§ Exercise goal
Retype every line of the records exactly.

[Point-per-instance localization data]
▼
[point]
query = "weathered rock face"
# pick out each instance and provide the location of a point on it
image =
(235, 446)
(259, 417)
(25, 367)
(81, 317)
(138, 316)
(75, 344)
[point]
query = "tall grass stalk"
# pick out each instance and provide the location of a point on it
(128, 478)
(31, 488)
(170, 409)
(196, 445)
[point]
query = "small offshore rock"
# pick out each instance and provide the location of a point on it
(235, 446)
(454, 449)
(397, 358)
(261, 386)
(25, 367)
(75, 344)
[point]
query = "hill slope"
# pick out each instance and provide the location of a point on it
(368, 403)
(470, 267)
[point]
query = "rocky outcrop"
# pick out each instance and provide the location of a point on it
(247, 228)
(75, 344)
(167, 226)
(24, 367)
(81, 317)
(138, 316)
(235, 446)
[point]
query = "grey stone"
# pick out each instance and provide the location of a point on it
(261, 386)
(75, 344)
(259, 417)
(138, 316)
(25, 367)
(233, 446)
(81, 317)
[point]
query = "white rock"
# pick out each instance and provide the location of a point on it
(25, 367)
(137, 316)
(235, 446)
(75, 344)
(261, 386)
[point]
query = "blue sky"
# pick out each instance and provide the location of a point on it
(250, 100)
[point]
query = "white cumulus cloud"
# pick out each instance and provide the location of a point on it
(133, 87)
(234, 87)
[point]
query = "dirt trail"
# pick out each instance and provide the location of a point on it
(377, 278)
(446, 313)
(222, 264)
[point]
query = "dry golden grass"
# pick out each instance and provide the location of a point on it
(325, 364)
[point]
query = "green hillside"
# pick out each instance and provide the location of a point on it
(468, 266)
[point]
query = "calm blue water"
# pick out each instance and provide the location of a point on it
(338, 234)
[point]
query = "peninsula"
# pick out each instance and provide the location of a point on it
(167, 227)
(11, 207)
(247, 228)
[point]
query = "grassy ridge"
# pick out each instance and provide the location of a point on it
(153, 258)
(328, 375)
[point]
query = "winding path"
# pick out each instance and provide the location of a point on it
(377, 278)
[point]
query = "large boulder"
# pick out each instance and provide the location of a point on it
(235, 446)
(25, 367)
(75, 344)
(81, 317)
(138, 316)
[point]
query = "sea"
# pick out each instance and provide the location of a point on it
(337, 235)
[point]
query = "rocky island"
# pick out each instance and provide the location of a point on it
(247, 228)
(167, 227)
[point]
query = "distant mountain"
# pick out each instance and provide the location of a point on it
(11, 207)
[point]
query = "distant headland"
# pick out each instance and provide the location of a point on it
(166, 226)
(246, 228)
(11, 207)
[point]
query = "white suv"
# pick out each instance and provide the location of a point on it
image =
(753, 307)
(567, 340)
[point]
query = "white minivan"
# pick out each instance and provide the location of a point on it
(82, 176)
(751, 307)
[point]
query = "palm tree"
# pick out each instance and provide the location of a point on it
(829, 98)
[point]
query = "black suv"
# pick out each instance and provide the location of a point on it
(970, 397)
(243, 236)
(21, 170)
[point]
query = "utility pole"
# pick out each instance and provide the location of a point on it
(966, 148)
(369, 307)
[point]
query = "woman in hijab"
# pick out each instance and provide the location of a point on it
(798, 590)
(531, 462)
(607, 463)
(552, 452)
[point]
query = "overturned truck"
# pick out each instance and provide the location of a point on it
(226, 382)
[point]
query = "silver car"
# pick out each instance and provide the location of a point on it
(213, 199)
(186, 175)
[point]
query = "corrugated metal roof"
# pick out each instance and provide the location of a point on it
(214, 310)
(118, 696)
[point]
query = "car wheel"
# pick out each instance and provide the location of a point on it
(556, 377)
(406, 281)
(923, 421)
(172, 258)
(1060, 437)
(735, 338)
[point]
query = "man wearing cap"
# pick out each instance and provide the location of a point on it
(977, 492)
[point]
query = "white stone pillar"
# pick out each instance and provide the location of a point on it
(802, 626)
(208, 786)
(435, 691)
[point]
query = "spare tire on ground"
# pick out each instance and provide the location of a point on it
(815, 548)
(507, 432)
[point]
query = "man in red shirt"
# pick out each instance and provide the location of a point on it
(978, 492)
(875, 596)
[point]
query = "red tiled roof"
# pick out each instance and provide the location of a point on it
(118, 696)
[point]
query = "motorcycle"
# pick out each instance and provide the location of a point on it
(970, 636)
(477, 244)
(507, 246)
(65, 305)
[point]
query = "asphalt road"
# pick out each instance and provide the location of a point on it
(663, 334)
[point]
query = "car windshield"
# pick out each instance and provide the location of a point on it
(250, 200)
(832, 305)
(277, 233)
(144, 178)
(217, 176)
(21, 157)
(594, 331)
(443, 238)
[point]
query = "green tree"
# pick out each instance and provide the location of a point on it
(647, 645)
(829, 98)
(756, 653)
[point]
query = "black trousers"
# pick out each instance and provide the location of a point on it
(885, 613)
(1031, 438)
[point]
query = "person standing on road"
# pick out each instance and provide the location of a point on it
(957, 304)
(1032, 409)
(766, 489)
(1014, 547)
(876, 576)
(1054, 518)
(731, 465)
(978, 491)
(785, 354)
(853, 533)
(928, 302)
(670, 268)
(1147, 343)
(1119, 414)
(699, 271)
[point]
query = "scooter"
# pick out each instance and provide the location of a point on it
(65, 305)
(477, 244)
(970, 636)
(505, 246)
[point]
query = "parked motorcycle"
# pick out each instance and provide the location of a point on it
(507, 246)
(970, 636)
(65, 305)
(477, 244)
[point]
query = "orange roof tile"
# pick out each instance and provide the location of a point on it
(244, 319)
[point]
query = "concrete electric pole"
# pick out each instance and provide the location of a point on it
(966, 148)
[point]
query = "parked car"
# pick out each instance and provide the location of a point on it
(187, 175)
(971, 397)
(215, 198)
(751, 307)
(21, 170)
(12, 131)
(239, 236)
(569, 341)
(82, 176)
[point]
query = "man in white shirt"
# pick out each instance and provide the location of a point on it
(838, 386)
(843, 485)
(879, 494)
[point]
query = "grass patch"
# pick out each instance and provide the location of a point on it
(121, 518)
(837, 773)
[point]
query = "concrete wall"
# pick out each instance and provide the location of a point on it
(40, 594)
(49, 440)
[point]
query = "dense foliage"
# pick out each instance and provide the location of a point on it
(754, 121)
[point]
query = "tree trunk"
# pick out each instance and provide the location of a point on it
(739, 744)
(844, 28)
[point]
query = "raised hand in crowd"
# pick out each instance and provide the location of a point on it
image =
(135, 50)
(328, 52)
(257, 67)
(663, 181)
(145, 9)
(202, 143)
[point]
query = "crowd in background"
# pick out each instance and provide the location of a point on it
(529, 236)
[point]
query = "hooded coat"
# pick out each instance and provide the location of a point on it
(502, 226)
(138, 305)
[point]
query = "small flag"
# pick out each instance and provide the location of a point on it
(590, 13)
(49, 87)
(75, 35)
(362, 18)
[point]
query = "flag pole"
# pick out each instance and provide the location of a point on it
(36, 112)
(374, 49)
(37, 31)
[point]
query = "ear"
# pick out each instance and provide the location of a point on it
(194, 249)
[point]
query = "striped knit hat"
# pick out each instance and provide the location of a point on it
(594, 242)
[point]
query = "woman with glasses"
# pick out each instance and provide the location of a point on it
▲
§ Task answer
[point]
query = "weathered rock face"
# pick out each instance and provide the location of a point on it
image =
(235, 446)
(259, 417)
(25, 367)
(81, 317)
(138, 316)
(75, 344)
[point]
query = "tall grass stalk"
# pick out each instance and provide the location of a point on it
(128, 478)
(31, 488)
(170, 409)
(196, 445)
[point]
query = "small offshore rock"
# pick out each instance and provide the location of a point on it
(235, 446)
(454, 449)
(397, 358)
(261, 386)
(25, 367)
(75, 344)
[point]
query = "hill slope"
# pick out each instance and provide the location of a point on it
(368, 403)
(470, 267)
[point]
query = "rocky outcrop"
# pick out each instance and provide the location of a point on it
(247, 228)
(75, 344)
(167, 226)
(24, 367)
(81, 317)
(138, 316)
(235, 446)
[point]
query = "grey stone"
# pick out each instance and provide the location of a point on it
(261, 386)
(75, 344)
(259, 417)
(138, 316)
(25, 367)
(233, 446)
(81, 317)
[point]
query = "white rock"
# pick out each instance and provide the location of a point on it
(25, 367)
(137, 316)
(235, 446)
(75, 344)
(261, 386)
[point]
query = "blue sky"
# pick out each instance and provide the location of a point on it
(250, 100)
[point]
query = "white cumulus cloud"
# pick out each instance and provide the location of a point on it
(133, 87)
(234, 87)
[point]
query = "dirt trail"
# pick out each instance and provide the location of a point on it
(377, 278)
(446, 313)
(222, 264)
[point]
query = "dry golden grass"
# pick out each instance and provide the location of a point on it
(325, 364)
[point]
query = "green hillside"
# pick out each instance and provide the location of a point on it
(468, 266)
[point]
query = "calm blue water"
# pick out each instance and provide the location of a point on it
(338, 234)
[point]
query = "peninsula"
# pick out each instance and provide the location of a point on it
(167, 227)
(11, 207)
(247, 228)
[point]
query = "grassy ridge"
# pick out each instance and provide the location of a point on it
(153, 258)
(328, 375)
[point]
query = "winding path"
# pick out each instance and provide the location of a point on it
(377, 278)
[point]
query = "large boulder"
# pick out each instance and provide the location of a point on it
(235, 446)
(25, 367)
(75, 344)
(81, 317)
(138, 316)
[point]
query = "sea"
# pick out each instance and provide the location of a point on it
(337, 235)
[point]
query = "rocky island"
# pick out each instance and provide the location of a point on it
(247, 228)
(167, 227)
[point]
query = "distant mountain"
# pick out each instance and provide the location of a point on it
(11, 207)
[point]
query = "distant headland"
# pick out each instance and provide the location of a point on it
(166, 226)
(246, 228)
(11, 207)
[point]
query = "white suv"
# pick out each instance and provide the location of a point on it
image =
(753, 307)
(567, 340)
[point]
query = "white minivan"
# pick out each instance and provide the location of a point on it
(82, 176)
(751, 307)
[point]
query = "palm tree"
# pick out each instance and provide the location of a point on it
(829, 98)
[point]
query = "black suv"
# pick out each instance and provide the location of a point on it
(970, 397)
(243, 236)
(21, 170)
[point]
query = "utility pole"
# pick out each instance and provide the location of a point on it
(966, 148)
(369, 307)
[point]
query = "woman in hijab"
# pick out each instance and provide the location of a point on it
(798, 590)
(531, 462)
(607, 463)
(552, 452)
[point]
query = "overturned truck"
# pick out each instance and provide the location of a point on it
(226, 382)
[point]
query = "silver car"
# pick out each instance and provide the location of a point on it
(213, 199)
(186, 175)
[point]
query = "corrugated metal roof"
# pick out each instance and provide the location of a point on it
(214, 310)
(118, 696)
[point]
query = "car wheel"
# pick out each instance and provide the location of a point on it
(556, 377)
(406, 281)
(923, 421)
(172, 258)
(1060, 437)
(735, 338)
[point]
query = "man wearing cap"
# pick out each instance and provide the location of a point on it
(977, 492)
[point]
query = "white stone pillar"
# pick out each instance and provide the location of a point on it
(802, 626)
(208, 786)
(435, 691)
[point]
query = "spare tire on ground"
# pick out each instance and provide the location of a point on it
(815, 548)
(507, 432)
[point]
query = "man in red shirt"
# pick out each instance and provide the location of a point on it
(978, 492)
(875, 596)
[point]
query = "red tiled roof"
# pick out each instance and provide the location of a point on it
(118, 696)
[point]
query = "motorcycle"
# pick out each instance and provide the location of a point on it
(970, 636)
(477, 244)
(507, 246)
(65, 305)
[point]
query = "asphalt road"
# pick out each instance and provide the location of a point on it
(663, 334)
[point]
query = "car windshield"
# pick out each instance and provide the location of a point on it
(250, 200)
(832, 305)
(277, 233)
(144, 178)
(217, 176)
(21, 157)
(594, 331)
(443, 238)
[point]
query = "green tree"
# pick out each instance and provide the location of a point on it
(647, 645)
(829, 98)
(756, 653)
[point]
query = "black trousers"
# pick out each instance and provide the location of a point on it
(885, 613)
(1031, 438)
[point]
query = "person standing on road"
# pick out each instance and provide the location of a point on it
(957, 304)
(1032, 409)
(766, 489)
(1014, 547)
(876, 576)
(1054, 518)
(731, 465)
(978, 491)
(785, 354)
(853, 533)
(928, 302)
(670, 268)
(1147, 343)
(1119, 414)
(699, 271)
[point]
query = "scooter"
# pick out each instance and provide the location of a point on it
(65, 305)
(477, 244)
(970, 636)
(505, 246)
[point]
query = "parked motorcycle"
# pick out each instance and provide the location of a point on it
(507, 246)
(970, 636)
(65, 305)
(477, 244)
[point]
query = "orange roof tile"
# pick out each instance and provide the location of a point on it
(244, 319)
[point]
query = "concrete electric pole"
# pick out each instance and provide the location of a point on it
(966, 148)
[point]
query = "parked car"
# pick out each instance and provide the location of a point on it
(187, 175)
(971, 397)
(215, 198)
(751, 307)
(21, 170)
(12, 131)
(239, 236)
(569, 341)
(82, 176)
[point]
query = "man in white shirt"
# pick out each instance and provide the location of a point on it
(838, 386)
(843, 485)
(879, 494)
[point]
query = "grass patch"
# pick out each instance and provide the location of a point on it
(121, 518)
(837, 773)
[point]
query = "concrete wall"
# pick out each instance and provide the location of a point on it
(40, 594)
(49, 440)
[point]
query = "dense foliage"
# pick out each instance and provide the location of a point on it
(754, 121)
[point]
query = "tree trunk"
# pick out each instance and provide the location of a point on it
(739, 744)
(844, 28)
[point]
query = "raised hand in crowd"
# pick out each instance and provide the location of a point on it
image =
(135, 50)
(328, 52)
(257, 67)
(663, 181)
(145, 9)
(202, 143)
[point]
query = "crowd in background"
# pick out each instance and provide the location of a point on it
(529, 236)
[point]
query = "hooded coat"
# pick out each instance and provide the location of a point on it
(502, 226)
(138, 305)
[point]
query = "small flag"
# pick out each instance and provide the location of a point on it
(590, 13)
(49, 87)
(75, 35)
(362, 18)
[point]
query = "flag pole"
# pick out each instance and provide the location of a point on it
(36, 112)
(374, 49)
(37, 31)
[point]
query = "ear"
# pick out each instance and provide the location of a point on it
(194, 249)
[point]
query = "striped knit hat"
# pick out each instance and provide the location of a point on it
(594, 242)
[point]
query = "woman with glasses"
# pick out each instance and provide the location of a point on it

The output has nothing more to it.